### 課題の内容
以下の項目から文字列「weathered」を含む行をすべて探し、一行ずつ書き写してください。

### 提示項目
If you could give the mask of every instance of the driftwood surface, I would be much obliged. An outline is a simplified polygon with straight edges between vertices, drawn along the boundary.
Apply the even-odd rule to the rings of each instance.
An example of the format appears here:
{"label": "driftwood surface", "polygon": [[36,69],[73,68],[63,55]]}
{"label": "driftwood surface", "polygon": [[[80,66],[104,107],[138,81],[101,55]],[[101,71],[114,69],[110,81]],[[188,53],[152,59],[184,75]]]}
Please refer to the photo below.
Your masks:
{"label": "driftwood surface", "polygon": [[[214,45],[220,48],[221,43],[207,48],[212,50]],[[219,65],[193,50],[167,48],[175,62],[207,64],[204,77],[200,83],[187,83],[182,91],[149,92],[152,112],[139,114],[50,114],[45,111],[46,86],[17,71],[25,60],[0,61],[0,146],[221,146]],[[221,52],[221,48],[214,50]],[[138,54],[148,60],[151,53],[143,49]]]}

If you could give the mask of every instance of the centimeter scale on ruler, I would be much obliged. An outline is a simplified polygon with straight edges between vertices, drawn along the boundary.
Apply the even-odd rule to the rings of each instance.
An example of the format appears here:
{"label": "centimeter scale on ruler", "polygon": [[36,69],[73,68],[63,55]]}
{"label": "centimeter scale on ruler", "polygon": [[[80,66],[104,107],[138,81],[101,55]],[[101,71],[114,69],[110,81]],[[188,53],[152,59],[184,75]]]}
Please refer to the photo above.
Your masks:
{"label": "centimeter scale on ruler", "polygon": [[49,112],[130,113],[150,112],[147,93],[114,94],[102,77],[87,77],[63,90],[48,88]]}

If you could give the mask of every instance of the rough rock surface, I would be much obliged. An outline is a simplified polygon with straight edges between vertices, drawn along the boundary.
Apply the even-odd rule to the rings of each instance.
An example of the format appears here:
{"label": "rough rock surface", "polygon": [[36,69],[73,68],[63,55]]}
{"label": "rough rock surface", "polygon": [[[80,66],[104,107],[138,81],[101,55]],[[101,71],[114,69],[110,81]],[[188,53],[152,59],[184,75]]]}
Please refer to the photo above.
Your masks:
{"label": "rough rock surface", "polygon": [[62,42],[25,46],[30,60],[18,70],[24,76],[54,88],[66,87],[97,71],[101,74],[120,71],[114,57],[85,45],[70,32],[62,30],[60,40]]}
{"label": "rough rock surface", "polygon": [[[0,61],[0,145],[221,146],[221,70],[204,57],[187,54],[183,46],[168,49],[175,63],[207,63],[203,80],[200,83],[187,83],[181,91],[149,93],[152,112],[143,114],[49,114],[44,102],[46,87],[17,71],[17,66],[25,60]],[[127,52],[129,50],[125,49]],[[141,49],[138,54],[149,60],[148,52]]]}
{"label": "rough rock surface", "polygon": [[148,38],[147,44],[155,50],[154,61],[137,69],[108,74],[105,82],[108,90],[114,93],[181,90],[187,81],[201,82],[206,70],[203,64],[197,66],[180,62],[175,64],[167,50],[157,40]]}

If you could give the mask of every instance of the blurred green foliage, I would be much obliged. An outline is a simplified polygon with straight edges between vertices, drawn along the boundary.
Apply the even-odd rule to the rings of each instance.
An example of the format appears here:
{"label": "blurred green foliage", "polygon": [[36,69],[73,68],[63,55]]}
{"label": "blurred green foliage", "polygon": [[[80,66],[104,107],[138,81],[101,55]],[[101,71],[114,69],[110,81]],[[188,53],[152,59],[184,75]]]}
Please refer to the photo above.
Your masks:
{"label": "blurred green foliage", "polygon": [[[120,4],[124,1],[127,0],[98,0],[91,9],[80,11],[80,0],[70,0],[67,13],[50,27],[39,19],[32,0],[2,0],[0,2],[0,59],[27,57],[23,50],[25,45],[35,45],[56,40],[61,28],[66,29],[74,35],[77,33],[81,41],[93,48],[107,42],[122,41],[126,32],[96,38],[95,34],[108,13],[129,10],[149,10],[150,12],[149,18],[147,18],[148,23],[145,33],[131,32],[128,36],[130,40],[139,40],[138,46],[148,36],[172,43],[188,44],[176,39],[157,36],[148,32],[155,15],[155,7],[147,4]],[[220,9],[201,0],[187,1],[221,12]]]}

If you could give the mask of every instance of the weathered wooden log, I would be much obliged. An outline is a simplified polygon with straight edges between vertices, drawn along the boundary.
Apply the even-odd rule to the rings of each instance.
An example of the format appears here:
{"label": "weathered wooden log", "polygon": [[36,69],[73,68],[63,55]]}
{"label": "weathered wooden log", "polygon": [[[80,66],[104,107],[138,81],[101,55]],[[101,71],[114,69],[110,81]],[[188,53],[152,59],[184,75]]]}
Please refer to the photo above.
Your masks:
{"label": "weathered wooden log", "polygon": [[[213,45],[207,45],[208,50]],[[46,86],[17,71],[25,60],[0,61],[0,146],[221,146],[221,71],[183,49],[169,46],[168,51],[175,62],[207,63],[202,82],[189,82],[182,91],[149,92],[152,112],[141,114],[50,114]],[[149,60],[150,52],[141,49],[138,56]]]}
---
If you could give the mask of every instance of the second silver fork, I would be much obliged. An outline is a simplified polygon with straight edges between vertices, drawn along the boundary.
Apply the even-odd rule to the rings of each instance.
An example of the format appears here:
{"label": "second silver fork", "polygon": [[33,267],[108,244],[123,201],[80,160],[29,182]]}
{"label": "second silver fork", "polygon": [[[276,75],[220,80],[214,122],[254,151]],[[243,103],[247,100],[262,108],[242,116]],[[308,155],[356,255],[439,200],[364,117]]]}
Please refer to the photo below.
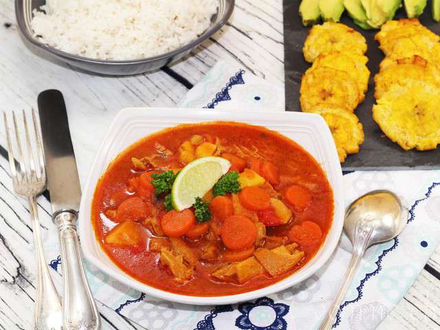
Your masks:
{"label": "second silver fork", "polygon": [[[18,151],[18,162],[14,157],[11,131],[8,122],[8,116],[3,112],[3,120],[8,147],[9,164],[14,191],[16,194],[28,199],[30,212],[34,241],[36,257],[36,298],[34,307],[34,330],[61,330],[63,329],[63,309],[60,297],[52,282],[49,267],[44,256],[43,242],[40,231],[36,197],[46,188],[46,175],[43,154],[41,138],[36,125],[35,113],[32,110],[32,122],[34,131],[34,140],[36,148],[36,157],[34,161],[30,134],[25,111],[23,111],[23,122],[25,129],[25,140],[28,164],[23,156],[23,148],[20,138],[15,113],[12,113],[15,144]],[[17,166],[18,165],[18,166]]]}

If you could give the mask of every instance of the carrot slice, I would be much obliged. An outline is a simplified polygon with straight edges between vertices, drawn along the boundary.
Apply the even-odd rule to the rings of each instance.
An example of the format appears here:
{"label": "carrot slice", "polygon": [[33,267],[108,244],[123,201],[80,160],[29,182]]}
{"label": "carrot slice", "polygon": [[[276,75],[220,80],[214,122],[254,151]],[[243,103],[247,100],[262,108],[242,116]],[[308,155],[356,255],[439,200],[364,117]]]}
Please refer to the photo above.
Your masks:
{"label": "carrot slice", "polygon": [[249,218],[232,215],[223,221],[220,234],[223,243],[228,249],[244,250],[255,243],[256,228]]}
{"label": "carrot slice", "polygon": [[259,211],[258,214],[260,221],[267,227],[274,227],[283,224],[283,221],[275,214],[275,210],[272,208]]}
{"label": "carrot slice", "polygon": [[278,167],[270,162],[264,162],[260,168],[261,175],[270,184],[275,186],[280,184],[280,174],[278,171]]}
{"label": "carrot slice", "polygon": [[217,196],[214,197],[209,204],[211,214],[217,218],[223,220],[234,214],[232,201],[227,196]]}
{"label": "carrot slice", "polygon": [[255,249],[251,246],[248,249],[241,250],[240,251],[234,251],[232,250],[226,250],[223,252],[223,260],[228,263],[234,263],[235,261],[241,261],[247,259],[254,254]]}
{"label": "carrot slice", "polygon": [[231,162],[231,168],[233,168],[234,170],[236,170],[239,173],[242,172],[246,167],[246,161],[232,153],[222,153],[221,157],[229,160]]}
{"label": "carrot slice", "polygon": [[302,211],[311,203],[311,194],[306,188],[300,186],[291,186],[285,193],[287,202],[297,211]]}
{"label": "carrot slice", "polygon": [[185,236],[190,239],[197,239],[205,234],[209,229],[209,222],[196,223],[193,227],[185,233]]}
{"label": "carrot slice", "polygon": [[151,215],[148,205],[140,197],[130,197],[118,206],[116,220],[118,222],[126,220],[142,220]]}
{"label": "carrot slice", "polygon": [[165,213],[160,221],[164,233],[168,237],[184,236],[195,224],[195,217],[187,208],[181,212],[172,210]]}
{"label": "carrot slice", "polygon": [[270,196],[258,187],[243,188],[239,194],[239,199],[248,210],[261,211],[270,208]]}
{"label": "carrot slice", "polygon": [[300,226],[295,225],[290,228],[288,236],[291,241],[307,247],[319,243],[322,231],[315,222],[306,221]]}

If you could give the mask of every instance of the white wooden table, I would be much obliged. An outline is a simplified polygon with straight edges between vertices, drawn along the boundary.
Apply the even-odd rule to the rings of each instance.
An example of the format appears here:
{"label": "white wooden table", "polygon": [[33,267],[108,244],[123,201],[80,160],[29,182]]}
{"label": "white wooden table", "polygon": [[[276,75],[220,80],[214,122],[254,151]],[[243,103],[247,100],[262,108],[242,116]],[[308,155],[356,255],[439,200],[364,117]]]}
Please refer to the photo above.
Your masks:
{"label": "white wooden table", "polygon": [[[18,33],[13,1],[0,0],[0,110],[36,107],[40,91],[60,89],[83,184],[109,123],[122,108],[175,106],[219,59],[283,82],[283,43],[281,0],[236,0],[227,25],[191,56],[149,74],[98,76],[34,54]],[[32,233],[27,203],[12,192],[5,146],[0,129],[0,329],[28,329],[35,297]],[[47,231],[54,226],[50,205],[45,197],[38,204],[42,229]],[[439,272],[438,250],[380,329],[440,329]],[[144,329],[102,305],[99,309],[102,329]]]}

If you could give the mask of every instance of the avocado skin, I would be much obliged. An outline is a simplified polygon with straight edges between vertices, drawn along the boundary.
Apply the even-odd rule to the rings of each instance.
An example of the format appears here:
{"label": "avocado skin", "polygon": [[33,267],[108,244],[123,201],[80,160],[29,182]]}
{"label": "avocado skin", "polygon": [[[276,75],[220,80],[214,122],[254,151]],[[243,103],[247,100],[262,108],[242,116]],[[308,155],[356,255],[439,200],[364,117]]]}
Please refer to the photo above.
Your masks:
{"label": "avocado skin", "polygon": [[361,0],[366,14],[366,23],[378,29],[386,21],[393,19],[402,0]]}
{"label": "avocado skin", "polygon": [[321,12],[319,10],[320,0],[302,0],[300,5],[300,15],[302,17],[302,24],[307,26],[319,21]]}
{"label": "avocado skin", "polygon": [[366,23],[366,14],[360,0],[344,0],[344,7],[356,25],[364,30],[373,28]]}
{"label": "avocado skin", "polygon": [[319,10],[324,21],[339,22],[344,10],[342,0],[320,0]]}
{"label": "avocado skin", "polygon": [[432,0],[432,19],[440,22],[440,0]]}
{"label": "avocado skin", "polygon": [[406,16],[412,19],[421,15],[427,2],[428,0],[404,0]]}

### 模範解答
If you could give the mask of every instance of the weathered wooden log, I would be much obliged. An outline is a simplified polygon with straight edges between vertices, drawn along the boundary.
{"label": "weathered wooden log", "polygon": [[36,69],[73,68],[63,55]]}
{"label": "weathered wooden log", "polygon": [[[80,66],[104,107],[138,81],[101,55]],[[101,71],[114,69],[110,81]],[[188,53],[152,59],[184,75]]]}
{"label": "weathered wooden log", "polygon": [[[213,45],[207,45],[208,50]],[[46,86],[17,71],[25,60],[0,61],[0,146],[221,146],[221,71],[183,49],[169,46],[168,51],[175,62],[207,63],[202,82],[189,82],[182,91],[149,92],[152,112],[141,114],[50,114]],[[149,60],[150,52],[141,49],[138,56]]]}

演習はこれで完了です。